▶ _What you need to do_: Put every line of the records below into a numbered list, leaving out any blank lines.

▶ _Provided entries_:
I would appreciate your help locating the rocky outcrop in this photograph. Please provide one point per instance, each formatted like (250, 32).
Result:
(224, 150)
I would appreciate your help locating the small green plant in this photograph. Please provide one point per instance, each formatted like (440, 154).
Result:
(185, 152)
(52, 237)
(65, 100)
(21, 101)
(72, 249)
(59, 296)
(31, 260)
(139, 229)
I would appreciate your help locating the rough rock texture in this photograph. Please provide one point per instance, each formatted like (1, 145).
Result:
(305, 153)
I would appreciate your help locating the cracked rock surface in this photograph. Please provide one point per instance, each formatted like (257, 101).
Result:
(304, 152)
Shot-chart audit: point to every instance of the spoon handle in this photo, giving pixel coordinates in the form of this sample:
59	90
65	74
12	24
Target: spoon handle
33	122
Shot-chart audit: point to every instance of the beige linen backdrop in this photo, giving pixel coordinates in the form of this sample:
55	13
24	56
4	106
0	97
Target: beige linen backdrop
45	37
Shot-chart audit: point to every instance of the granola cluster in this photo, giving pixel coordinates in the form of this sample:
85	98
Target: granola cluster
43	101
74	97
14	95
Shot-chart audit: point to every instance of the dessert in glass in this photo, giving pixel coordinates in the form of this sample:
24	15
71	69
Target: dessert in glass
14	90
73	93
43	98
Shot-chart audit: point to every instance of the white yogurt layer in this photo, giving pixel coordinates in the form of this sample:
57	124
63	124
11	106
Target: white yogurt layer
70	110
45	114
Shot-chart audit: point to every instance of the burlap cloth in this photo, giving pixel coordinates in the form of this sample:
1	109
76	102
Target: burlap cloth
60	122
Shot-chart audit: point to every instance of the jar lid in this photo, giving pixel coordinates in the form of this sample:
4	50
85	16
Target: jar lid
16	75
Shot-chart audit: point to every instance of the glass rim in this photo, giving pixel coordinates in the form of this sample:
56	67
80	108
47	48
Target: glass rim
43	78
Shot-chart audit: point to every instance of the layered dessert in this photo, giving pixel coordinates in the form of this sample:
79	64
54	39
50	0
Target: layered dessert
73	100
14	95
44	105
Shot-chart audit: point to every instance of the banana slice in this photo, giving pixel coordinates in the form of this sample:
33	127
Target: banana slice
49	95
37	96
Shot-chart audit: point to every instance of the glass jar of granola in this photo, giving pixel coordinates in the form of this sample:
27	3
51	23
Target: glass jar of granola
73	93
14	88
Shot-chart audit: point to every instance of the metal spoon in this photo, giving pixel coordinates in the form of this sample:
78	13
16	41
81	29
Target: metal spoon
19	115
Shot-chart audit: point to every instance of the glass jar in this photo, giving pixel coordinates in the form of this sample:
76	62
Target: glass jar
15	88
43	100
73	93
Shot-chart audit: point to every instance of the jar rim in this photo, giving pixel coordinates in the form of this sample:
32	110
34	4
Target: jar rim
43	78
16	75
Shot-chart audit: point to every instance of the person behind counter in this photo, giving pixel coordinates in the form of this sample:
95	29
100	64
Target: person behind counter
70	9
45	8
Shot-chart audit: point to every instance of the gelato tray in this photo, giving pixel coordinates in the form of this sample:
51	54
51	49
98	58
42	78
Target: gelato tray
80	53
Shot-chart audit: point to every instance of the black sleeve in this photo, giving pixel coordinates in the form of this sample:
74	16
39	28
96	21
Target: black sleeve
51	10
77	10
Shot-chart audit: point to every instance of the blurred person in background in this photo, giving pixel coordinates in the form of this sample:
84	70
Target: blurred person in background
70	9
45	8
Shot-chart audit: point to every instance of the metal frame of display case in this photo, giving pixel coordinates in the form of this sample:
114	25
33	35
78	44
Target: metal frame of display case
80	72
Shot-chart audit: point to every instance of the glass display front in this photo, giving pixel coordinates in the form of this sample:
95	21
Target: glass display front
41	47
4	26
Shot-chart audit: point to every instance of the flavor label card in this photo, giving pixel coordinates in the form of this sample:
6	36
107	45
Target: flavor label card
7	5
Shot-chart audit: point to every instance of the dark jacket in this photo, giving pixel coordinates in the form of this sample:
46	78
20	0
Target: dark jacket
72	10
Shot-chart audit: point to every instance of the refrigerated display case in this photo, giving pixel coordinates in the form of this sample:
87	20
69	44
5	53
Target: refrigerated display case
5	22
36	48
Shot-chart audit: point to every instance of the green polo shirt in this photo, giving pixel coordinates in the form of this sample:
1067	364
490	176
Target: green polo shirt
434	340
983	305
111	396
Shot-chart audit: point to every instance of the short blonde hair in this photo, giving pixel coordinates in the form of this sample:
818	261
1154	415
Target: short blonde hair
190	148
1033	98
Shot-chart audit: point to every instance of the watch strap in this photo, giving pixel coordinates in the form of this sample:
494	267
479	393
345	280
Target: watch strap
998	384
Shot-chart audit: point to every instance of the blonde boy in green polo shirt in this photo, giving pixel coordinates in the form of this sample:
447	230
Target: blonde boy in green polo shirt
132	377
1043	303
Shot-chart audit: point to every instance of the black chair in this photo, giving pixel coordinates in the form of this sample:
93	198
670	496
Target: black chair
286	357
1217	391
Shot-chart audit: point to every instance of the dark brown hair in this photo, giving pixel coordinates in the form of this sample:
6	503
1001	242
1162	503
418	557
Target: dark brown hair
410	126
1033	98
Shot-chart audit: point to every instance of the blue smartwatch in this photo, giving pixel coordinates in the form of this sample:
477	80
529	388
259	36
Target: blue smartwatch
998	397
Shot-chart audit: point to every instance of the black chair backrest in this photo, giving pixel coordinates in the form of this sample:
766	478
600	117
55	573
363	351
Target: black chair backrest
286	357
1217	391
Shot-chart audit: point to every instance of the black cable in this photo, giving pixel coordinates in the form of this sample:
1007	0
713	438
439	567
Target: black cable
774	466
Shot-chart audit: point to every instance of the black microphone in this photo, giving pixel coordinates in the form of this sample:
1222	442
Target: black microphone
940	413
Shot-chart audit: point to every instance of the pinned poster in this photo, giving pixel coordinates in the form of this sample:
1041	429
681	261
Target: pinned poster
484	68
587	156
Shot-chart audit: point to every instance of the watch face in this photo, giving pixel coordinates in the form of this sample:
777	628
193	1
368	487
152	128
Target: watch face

▶ _Task solution_:
1. I would appreciate your help locating the rocky outcrop in this photograph. Please provide one point per instance, each formatted like (250, 32).
2. Result:
3. (224, 150)
4. I would appreciate your help locating the small green plant in this photograph. Please provide one point per instance, each formatted like (440, 154).
5. Result:
6. (185, 152)
7. (52, 237)
8. (65, 100)
9. (21, 101)
10. (72, 249)
11. (59, 296)
12. (31, 260)
13. (139, 229)
14. I would appreciate your help locating the rough rock texture in this photograph. Please provide one point per instance, each formatted like (1, 145).
15. Result:
16. (305, 153)
17. I would appreciate your help locating the cracked rock surface in this photograph. Please provide one point per instance, each formatted like (257, 101).
18. Result:
19. (304, 152)
20. Shot-chart audit: point to every instance of the spoon handle in this photo, giving pixel coordinates in the form of this sample:
21. 59	90
22. 65	74
23. 12	24
24. Target: spoon handle
25. 33	122
26. Shot-chart audit: point to every instance of the beige linen backdrop in this photo, giving pixel coordinates in the form of this sample:
27. 55	13
28. 24	56
29. 4	106
30. 0	97
31. Target: beige linen backdrop
32. 45	37
33. Shot-chart audit: point to every instance of the granola cluster in this photo, giving pixel coordinates in the form of this sample:
34. 85	98
35. Target: granola cluster
36. 43	101
37. 74	97
38. 14	95
39. Shot-chart audit: point to every instance of the dessert in glass in this photo, giving pixel coordinates in the form of this sample:
40. 24	15
41. 71	69
42. Target: dessert in glass
43. 14	90
44. 73	93
45. 43	98
46. Shot-chart audit: point to every instance of the white yogurt layer in this photo, giving pixel coordinates in the form of this sample:
47. 57	124
48. 63	124
49. 11	106
50. Target: white yogurt layer
51. 70	110
52. 45	114
53. Shot-chart audit: point to every instance of the burlap cloth in this photo, giving pixel coordinates in the form of this sample:
54. 1	109
55. 76	102
56. Target: burlap cloth
57. 60	122
58. Shot-chart audit: point to every instance of the jar lid in this photo, giving pixel coordinates in the form of this sample:
59. 4	50
60. 85	16
61. Target: jar lid
62. 16	75
63. Shot-chart audit: point to every instance of the glass rim in this photo, giving pixel coordinates in the form of this sample:
64. 56	67
65. 80	108
66. 47	48
67. Target: glass rim
68. 43	78
69. Shot-chart audit: point to every instance of the layered dessert in this photo, giving pixel coordinates in the form of this sample:
70. 79	64
71. 54	39
72. 50	0
73. Target: layered dessert
74. 73	100
75. 14	95
76. 44	105
77. Shot-chart audit: point to every instance of the banana slice in this photo, giving pixel coordinates in the form of this sample:
78. 33	127
79. Target: banana slice
80. 49	95
81. 37	96
82. Shot-chart audit: point to every instance of the glass jar of granola in this photo, giving pixel coordinates in the form of this sample:
83. 27	3
84. 51	23
85. Target: glass jar of granola
86. 73	93
87. 14	88
88. Shot-chart audit: point to every instance of the metal spoon in this photo, giving pixel coordinates in the form of this sample:
89. 78	13
90. 16	41
91. 81	29
92. Target: metal spoon
93. 19	115
94. Shot-chart audit: point to every instance of the glass jar in this photo, giving pixel coordinates in the form of this sample:
95. 76	62
96. Target: glass jar
97. 15	88
98. 43	100
99. 73	93
100. Shot-chart audit: point to every instance of the jar rim in this photo, giving pixel coordinates in the form of this sample:
101. 32	110
102. 34	4
103. Target: jar rim
104. 43	78
105. 16	75
106. Shot-chart audit: point to every instance of the person behind counter in this photo, giving pixel coordinates in the form of this sample:
107. 95	29
108. 100	64
109. Target: person behind counter
110. 70	9
111. 45	8
112. Shot-chart audit: point to every instance of the gelato tray in this photo, giving pixel coordinates in the form of this sample:
113. 51	54
114. 51	49
115. 98	58
116. 42	78
117. Target: gelato tray
118. 80	53
119. Shot-chart audit: point to every instance of the black sleeve in this photo, giving pixel coordinates in the form of this sample:
120. 74	16
121. 39	28
122. 96	21
123. Target: black sleeve
124. 51	10
125. 77	10
126. Shot-chart audit: point to every instance of the blurred person in background in this photo, giving pixel coordinates in the form of this sample:
127. 84	70
128. Target: blurred person in background
129. 70	9
130. 45	8
131. Shot-chart audit: point to every instance of the metal frame of display case in this photo, giving pixel coordinates in the form of this sample:
132. 114	25
133. 33	35
134. 78	44
135. Target: metal frame of display case
136. 80	72
137. Shot-chart audit: point to every instance of the glass display front in this photo, giving pixel coordinates in the form of this sample:
138. 95	21
139. Target: glass display front
140. 41	47
141. 4	26
142. Shot-chart audit: point to every instance of the flavor label card in this photo, giving pixel coordinates in the form of this sample:
143. 6	36
144. 107	45
145. Target: flavor label card
146. 7	5
147. Shot-chart audit: point to every instance of the dark jacket in this photo, giving pixel coordinates in the form of this sample:
148. 46	78
149. 20	0
150. Target: dark jacket
151. 72	10
152. Shot-chart audit: point to every instance of the refrigerated display case in this photo, giving pixel coordinates in the form of this sample:
153. 87	20
154. 69	44
155. 5	53
156. Target: refrigerated display case
157. 5	22
158. 36	48
159. Shot-chart audit: point to every instance of the green polo shirt in this photo, giving pixel coordinates in the form of this sample:
160. 1067	364
161. 490	176
162. Target: green polo shirt
163. 434	340
164. 983	305
165. 111	396
166. Shot-chart audit: point to every instance of the short blonde hair in this photo, giving pixel coordinates in the form of this sample:
167. 818	261
168. 1154	415
169. Target: short blonde hair
170. 190	148
171. 1033	98
172. Shot-chart audit: point to every instance of the watch strap in this photo, giving pixel coordinates in the form of this sample:
173. 494	267
174. 479	393
175. 345	280
176. Target: watch strap
177. 998	384
178. Shot-chart audit: point to every instance of the blonde boy in green polo shirt in this photo, giving pixel coordinates in the form of this sample:
179. 447	230
180. Target: blonde boy in green polo shirt
181. 132	377
182. 1043	303
183. Shot-chart audit: point to every instance of the black chair in this photo, giving pixel coordinates in the form of this sample:
184. 93	198
185. 670	496
186. Target: black chair
187. 286	357
188. 1217	391
189. Shot-chart audit: point to every instance of the dark brown hair in this photo, giving pixel coordinates in the form of this sample:
190. 6	503
191. 1001	242
192. 1162	503
193. 418	557
194. Target: dark brown hair
195. 410	126
196. 1033	98
197. Shot-chart audit: point to every instance of the blue smartwatch in this photo, giving pixel coordinates in the form of this sample:
198. 477	80
199. 529	388
200. 259	36
201. Target: blue smartwatch
202. 998	397
203. Shot-chart audit: point to every instance of the black chair backrest in this photo, giving pixel coordinates in the form of this sample:
204. 766	478
205. 600	117
206. 55	573
207. 363	351
208. Target: black chair backrest
209. 286	357
210. 1217	391
211. Shot-chart audit: point to every instance of the black cable in this photo, giving pixel coordinates in the form of this sample:
212. 1007	0
213. 713	438
214. 439	567
215. Target: black cable
216. 774	466
217. Shot-chart audit: point to every instance of the black microphone in this photo, giving pixel coordinates in the form of this sample:
218. 1222	442
219. Target: black microphone
220. 940	413
221. Shot-chart audit: point to every instance of the pinned poster in this photo, giving pixel coordinates in the form of this sample:
222. 1041	429
223. 681	261
224. Target: pinned poster
225. 484	68
226. 587	156
227. Shot-chart audit: point to every instance of the watch face in this photo, giving pixel coordinates in the form of this sample:
228. 777	628
229. 193	1
230. 368	487
231. 152	128
232. Target: watch face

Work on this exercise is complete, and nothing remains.